Before writing anything, find the line that contains "# test: locate the utility", then retype the entries below exactly from their first line through that one, without pictures.

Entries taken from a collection
──────────
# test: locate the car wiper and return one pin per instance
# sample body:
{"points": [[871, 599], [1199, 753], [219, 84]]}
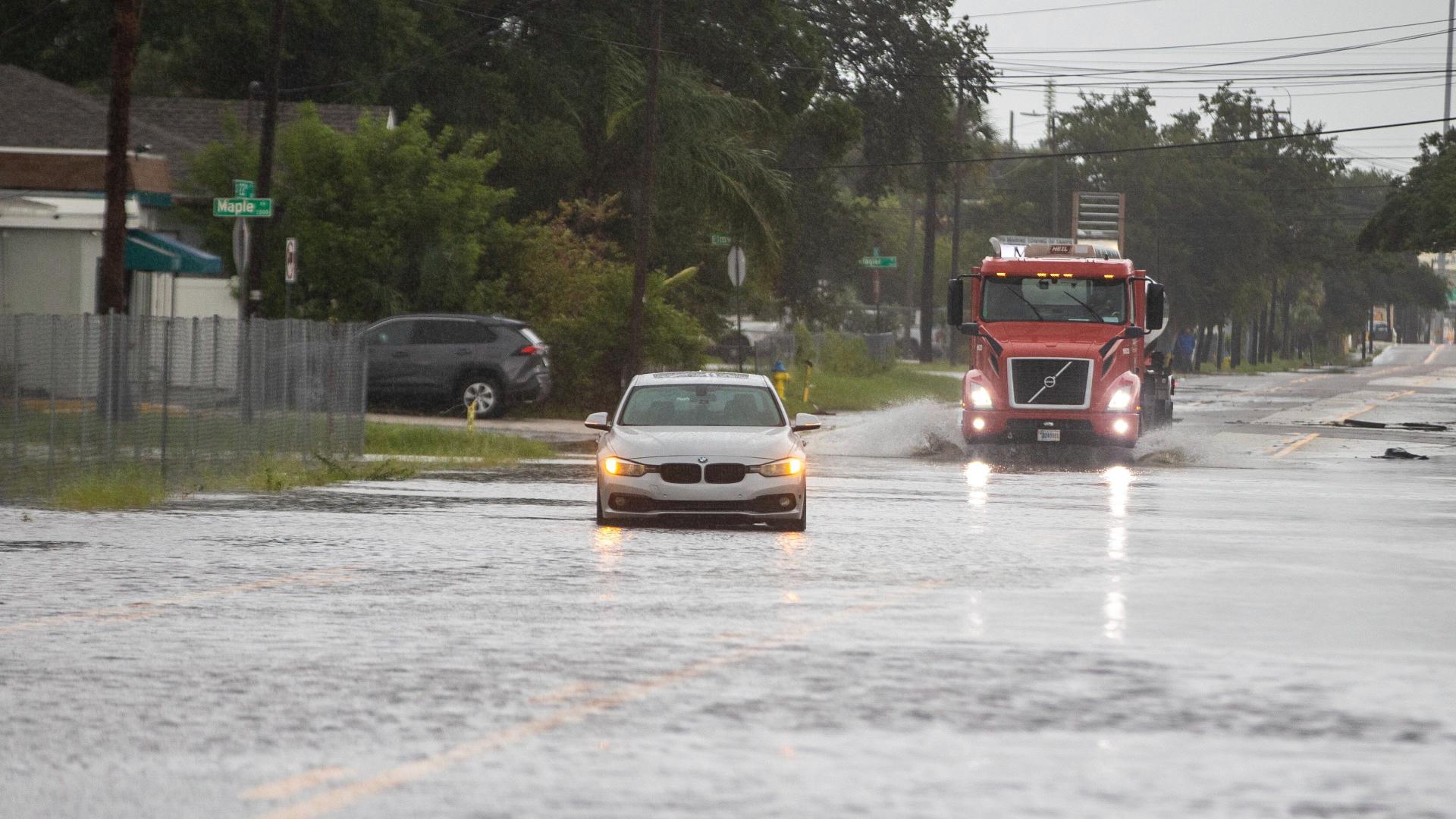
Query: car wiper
{"points": [[1017, 293], [1098, 316], [1088, 308]]}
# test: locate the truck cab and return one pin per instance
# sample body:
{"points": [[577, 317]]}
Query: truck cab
{"points": [[1059, 338]]}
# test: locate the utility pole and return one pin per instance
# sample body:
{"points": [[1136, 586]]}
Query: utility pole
{"points": [[956, 206], [642, 221], [126, 36], [1446, 124], [253, 278], [928, 265]]}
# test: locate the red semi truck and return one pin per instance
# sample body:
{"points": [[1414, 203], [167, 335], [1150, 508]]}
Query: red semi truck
{"points": [[1059, 349]]}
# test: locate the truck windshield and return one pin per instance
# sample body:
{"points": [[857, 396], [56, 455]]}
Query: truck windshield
{"points": [[1027, 299]]}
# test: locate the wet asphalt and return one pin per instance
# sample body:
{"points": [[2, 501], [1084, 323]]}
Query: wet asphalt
{"points": [[1247, 617]]}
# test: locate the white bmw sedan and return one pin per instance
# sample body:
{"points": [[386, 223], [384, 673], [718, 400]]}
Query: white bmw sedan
{"points": [[714, 445]]}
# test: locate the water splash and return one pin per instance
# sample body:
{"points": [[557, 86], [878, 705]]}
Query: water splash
{"points": [[921, 428]]}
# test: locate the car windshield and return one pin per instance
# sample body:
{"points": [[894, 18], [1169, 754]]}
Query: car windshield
{"points": [[701, 406], [1027, 299]]}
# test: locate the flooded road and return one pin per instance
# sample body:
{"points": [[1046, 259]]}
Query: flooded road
{"points": [[1251, 617]]}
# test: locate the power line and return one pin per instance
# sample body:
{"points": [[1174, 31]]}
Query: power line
{"points": [[1062, 9], [1223, 42], [1107, 152]]}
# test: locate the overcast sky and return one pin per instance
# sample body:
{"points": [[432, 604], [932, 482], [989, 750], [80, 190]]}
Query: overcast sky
{"points": [[1068, 41]]}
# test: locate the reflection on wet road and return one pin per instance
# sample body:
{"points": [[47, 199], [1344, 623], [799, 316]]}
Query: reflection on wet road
{"points": [[1206, 630]]}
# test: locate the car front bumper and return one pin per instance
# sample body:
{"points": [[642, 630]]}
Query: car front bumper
{"points": [[753, 497]]}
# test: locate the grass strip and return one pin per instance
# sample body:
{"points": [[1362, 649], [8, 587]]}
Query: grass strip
{"points": [[479, 447]]}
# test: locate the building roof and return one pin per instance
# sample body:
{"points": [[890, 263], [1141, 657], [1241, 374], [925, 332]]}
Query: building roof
{"points": [[39, 112], [42, 112]]}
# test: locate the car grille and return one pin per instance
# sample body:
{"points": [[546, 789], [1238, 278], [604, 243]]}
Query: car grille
{"points": [[724, 472], [1068, 378], [766, 504], [682, 472]]}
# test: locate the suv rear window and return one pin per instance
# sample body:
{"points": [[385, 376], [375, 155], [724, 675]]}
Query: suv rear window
{"points": [[450, 331]]}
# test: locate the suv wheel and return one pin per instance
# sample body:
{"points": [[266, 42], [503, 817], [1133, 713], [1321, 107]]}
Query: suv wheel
{"points": [[485, 394]]}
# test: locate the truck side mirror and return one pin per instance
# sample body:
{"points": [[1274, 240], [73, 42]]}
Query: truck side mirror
{"points": [[1156, 305]]}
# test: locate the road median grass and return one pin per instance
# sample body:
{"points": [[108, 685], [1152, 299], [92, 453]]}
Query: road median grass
{"points": [[848, 394]]}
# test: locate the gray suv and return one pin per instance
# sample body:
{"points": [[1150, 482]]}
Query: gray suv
{"points": [[491, 362]]}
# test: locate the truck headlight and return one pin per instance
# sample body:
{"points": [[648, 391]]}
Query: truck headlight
{"points": [[781, 468], [625, 468]]}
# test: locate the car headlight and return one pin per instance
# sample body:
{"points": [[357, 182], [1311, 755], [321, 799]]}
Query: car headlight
{"points": [[780, 468], [625, 468]]}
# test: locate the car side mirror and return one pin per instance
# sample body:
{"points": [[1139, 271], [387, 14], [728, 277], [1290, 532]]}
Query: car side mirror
{"points": [[1156, 306]]}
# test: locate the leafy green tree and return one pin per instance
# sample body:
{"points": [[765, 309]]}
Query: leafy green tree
{"points": [[388, 219]]}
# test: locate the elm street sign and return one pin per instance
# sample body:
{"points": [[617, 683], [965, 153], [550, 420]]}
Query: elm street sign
{"points": [[242, 203], [878, 261]]}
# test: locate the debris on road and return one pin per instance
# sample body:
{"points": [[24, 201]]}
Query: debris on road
{"points": [[1397, 453], [1420, 426]]}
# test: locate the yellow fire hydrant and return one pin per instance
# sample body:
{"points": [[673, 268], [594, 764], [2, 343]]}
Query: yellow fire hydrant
{"points": [[781, 376]]}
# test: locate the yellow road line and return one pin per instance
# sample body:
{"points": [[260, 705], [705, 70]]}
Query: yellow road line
{"points": [[299, 783], [1296, 445], [152, 608], [343, 796]]}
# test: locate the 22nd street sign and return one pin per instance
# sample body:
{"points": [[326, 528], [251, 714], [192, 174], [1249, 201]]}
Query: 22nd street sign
{"points": [[243, 207]]}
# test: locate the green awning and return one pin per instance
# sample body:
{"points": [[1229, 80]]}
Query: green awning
{"points": [[162, 254]]}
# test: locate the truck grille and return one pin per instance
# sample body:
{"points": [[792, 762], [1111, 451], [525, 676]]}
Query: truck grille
{"points": [[1050, 382], [682, 472]]}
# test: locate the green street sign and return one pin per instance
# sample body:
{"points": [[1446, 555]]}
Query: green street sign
{"points": [[242, 207], [878, 261]]}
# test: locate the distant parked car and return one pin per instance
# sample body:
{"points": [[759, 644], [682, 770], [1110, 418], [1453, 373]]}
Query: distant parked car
{"points": [[457, 360]]}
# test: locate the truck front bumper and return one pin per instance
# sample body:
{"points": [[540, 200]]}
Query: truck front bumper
{"points": [[1001, 426]]}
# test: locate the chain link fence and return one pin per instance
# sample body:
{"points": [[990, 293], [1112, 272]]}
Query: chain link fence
{"points": [[83, 395]]}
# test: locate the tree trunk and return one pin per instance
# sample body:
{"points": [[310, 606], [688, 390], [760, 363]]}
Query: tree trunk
{"points": [[642, 223], [253, 280], [928, 267], [126, 34]]}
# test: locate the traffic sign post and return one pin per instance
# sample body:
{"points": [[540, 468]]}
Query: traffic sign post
{"points": [[290, 275], [877, 262], [737, 273]]}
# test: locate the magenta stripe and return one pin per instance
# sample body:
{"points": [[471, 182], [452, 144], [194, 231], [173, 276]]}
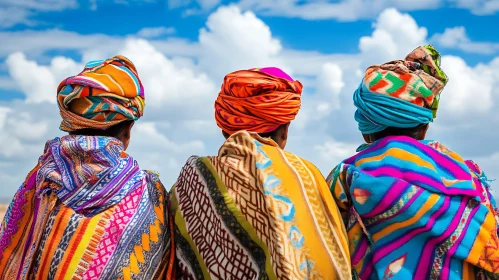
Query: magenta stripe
{"points": [[407, 205], [377, 256], [390, 198], [444, 161], [422, 268], [360, 252], [394, 172], [30, 234], [453, 249]]}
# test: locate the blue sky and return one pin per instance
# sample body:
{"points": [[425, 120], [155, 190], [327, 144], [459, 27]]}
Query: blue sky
{"points": [[183, 48]]}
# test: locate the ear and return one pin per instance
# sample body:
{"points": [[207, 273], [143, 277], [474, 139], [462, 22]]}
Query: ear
{"points": [[422, 131]]}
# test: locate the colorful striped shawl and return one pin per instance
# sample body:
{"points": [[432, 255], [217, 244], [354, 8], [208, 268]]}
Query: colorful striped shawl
{"points": [[87, 211], [256, 212], [416, 210]]}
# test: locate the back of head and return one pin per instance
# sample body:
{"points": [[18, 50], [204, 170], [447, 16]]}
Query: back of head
{"points": [[400, 97], [103, 100], [260, 100]]}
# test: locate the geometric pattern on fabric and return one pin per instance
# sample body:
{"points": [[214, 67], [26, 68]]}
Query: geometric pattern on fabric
{"points": [[415, 209], [230, 225], [104, 94], [44, 238]]}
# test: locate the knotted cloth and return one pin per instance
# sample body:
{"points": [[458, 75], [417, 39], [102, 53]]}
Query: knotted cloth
{"points": [[401, 93], [257, 100], [106, 93]]}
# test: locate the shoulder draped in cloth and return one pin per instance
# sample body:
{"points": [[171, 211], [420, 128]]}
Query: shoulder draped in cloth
{"points": [[256, 212], [416, 210], [87, 211], [257, 100]]}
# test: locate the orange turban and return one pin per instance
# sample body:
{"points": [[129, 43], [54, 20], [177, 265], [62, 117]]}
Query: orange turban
{"points": [[257, 100]]}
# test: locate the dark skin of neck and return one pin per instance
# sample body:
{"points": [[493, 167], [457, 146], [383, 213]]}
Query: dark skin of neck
{"points": [[421, 135], [281, 135], [123, 136]]}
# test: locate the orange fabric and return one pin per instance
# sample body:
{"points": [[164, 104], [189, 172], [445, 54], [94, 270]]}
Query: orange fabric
{"points": [[256, 101]]}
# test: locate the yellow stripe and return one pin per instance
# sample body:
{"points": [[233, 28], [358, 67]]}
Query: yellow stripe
{"points": [[229, 201], [82, 246], [182, 227], [432, 200], [400, 154]]}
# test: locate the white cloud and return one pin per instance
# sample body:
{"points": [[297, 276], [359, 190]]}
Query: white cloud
{"points": [[234, 40], [335, 151], [155, 32], [457, 38], [343, 10], [39, 83], [182, 79], [395, 36], [168, 85], [467, 90]]}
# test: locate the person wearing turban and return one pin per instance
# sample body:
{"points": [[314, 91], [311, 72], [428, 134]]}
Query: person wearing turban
{"points": [[87, 210], [256, 211], [413, 208]]}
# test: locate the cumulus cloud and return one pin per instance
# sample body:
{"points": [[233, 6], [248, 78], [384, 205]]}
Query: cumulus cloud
{"points": [[182, 79], [395, 35], [155, 32], [456, 38], [234, 40], [39, 83], [177, 90], [343, 10]]}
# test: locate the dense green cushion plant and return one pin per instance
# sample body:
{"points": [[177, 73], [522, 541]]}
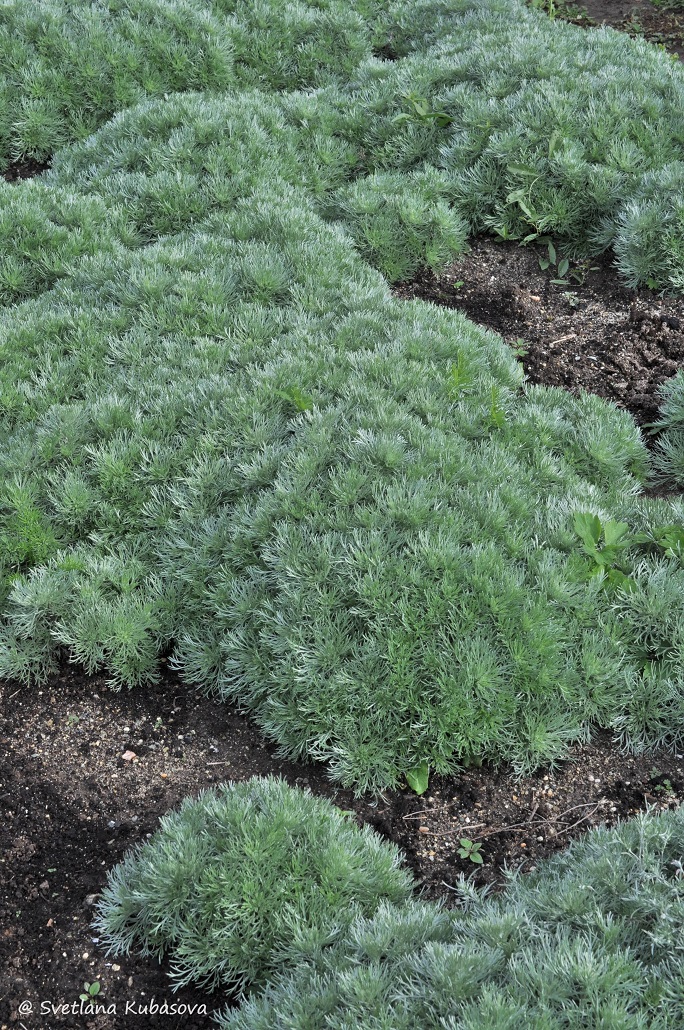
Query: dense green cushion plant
{"points": [[342, 511], [523, 126], [239, 876], [224, 438], [593, 938], [670, 426]]}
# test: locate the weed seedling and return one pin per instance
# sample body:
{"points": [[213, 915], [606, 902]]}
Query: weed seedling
{"points": [[471, 851], [418, 778], [91, 991]]}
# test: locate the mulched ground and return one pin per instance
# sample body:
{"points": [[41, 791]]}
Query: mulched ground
{"points": [[589, 334], [71, 803], [639, 18]]}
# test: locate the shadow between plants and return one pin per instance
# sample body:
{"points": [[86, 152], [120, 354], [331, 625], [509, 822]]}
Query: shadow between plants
{"points": [[73, 800], [592, 335]]}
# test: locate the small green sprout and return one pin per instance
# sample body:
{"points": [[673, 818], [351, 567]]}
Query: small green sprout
{"points": [[471, 851], [90, 991]]}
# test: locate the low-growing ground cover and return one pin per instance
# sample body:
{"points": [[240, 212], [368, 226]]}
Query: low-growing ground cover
{"points": [[342, 511], [227, 444]]}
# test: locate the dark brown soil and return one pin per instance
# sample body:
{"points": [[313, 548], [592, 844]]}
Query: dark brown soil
{"points": [[72, 803], [589, 335], [639, 18]]}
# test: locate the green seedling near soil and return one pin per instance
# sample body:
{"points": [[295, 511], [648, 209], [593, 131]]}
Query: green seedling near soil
{"points": [[561, 265], [91, 991], [604, 544], [419, 111], [471, 851], [418, 778]]}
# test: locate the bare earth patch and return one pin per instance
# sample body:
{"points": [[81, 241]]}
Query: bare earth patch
{"points": [[590, 335], [87, 771]]}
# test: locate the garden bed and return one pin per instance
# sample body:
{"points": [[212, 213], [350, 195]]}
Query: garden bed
{"points": [[87, 771], [72, 804]]}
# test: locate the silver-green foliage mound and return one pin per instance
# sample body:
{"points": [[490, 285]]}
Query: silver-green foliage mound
{"points": [[490, 114], [242, 879], [341, 511], [592, 939], [221, 437]]}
──────────
- **TASK OUTPUT**:
# test: locate the car wiper and return one pin per instance
# sample body:
{"points": [[871, 599], [1199, 753], [219, 84]]}
Query: car wiper
{"points": [[1017, 293], [1098, 316], [1088, 308]]}
# test: locate the truck cab and return one pin per instance
# sample body:
{"points": [[577, 317]]}
Query: truck cab
{"points": [[1059, 338]]}
# test: locate the utility pole and return one pin per instance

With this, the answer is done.